▶ _TEXT PROVIDED_
↓↓↓

Official PA TV News, on the 28th anniversary of the deaths of terrorists and Fatah founders Salah Khalaf - Abu Iyad and Hayel Abd Al-Hamid, and terrorist and Black September terrorist organization founder Fakhri Al-Omari

Official PA TV newsreader: "Today [Jan. 14, 2019] is the 28th anniversary of the assassination of two Fatah Movement Central Committee members – Salah Khalaf Abu Iyad (i.e., terrorist and Fatah founder, responsible for more than 13 murders) and Hayel Abd Al-Hamid (i.e., Fatah founder) – and also of fighter Fakhri Al-Omari (i.e., terrorist and Black September founder, responsible for more than 11 murders)."

(An excerpt of a recorded speech by terrorist and Fatah founder Salah Khalaf "Abu Iyad" is played –Ed.)

Terrorist and Fatah founder Salah Khalaf "Abu Iyad": "Before 1952-1953 they established camps in order to settle us. Throughout this desert there will be the Palestinians, and this is their homeland in the place of Palestine."

Newsreader: "The picture has not changed from what Palestinian commander Salah Khalaf said before his assassination on Jan. 14, 1991 in Tunisia. Abu Iyad, 'the conscience of the revolution' as he was called, was not alone that day. In his company were the two leaders Hayel Abd Al-Hamid 'Abu Al-Hol' and Fakhri Al-Omari 'Abu Muhammad.'"

Salah Khalaf: "The Zionist thinks that his direct contradiction is the word 'Palestine.' And what we said at the beginning to our Arab brothers – we say that without the Palestinian revolution they will lose on the regional level. We say 'Palestinian' because all of the Arabs are with us in the Palestinian revolution. Every Muslim who is with us in the Palestinian revolution needs to be Palestinian, until we confront the Zionist plan that does not want the word 'Palestine.'"

Newsreader: "A man with a security [philosophy] and revolutionary philosophy and Abu Iyad's right hand, Hayel Abd Al-Hamid, was also assassinated when he tried to protect Abu Iyad…

The occupation thought that by murdering the leaders it would stop their influence on the ground, but they have risen up one after the other, rebelling against it and against its plans."

(A eulogy given at their funerals by former PLO and PA Chairman Yasser Arafat is played –Ed.)

↑↑↑

▶ _AIM 1_
In the records, copy out the lines starting at the one containing "Pretty please, spot the dog's ear" and ending at the one containing "49, 13, 58, 23", both included, word for word.

▶ _RECORDS TO USE_
↓↓↓

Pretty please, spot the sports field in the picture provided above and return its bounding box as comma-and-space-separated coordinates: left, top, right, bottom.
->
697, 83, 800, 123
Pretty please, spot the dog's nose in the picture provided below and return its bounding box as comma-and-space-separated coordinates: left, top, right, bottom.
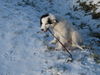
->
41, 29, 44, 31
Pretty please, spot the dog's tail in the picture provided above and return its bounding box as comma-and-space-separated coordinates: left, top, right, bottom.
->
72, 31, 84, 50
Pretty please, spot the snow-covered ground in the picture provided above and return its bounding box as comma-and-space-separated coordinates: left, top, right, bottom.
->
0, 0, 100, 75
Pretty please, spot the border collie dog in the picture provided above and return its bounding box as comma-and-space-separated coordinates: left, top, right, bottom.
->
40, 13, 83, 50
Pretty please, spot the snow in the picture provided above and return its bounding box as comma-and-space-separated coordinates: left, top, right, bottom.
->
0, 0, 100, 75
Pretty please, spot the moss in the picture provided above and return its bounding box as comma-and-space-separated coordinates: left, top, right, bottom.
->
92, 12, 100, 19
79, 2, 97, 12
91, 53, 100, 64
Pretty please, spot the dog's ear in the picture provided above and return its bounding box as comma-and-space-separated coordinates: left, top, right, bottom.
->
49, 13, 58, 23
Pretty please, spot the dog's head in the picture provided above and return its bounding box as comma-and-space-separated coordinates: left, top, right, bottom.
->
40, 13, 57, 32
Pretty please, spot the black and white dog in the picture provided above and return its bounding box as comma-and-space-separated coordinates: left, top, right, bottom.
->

↑↑↑

▶ _AIM 2_
Summarize the PA TV news transcript in two sentences.

▶ _CORRECT RESPONSE 1_
Pretty please, spot the dog's ear in the picture provided above and return its bounding box as comma-and-space-separated coordinates: left, top, right, bottom.
->
49, 13, 58, 23

▶ _CORRECT RESPONSE 2_
Official PA TV News marked the 28th anniversary of the Jan. 14, 1991 assassination in Tunisia of Fatah founders Salah Khalaf "Abu Iyad" and Hayel Abd Al-Hamid and Black September founder Fakhri Al-Omari, whom the editorial notes call terrorists, and played excerpts of Khalaf's recorded speeches about Palestine and the Palestinian revolution. The newsreader said Abd Al-Hamid was killed trying to protect Abu Iyad and claimed that the occupation's killing of leaders had not stopped their influence.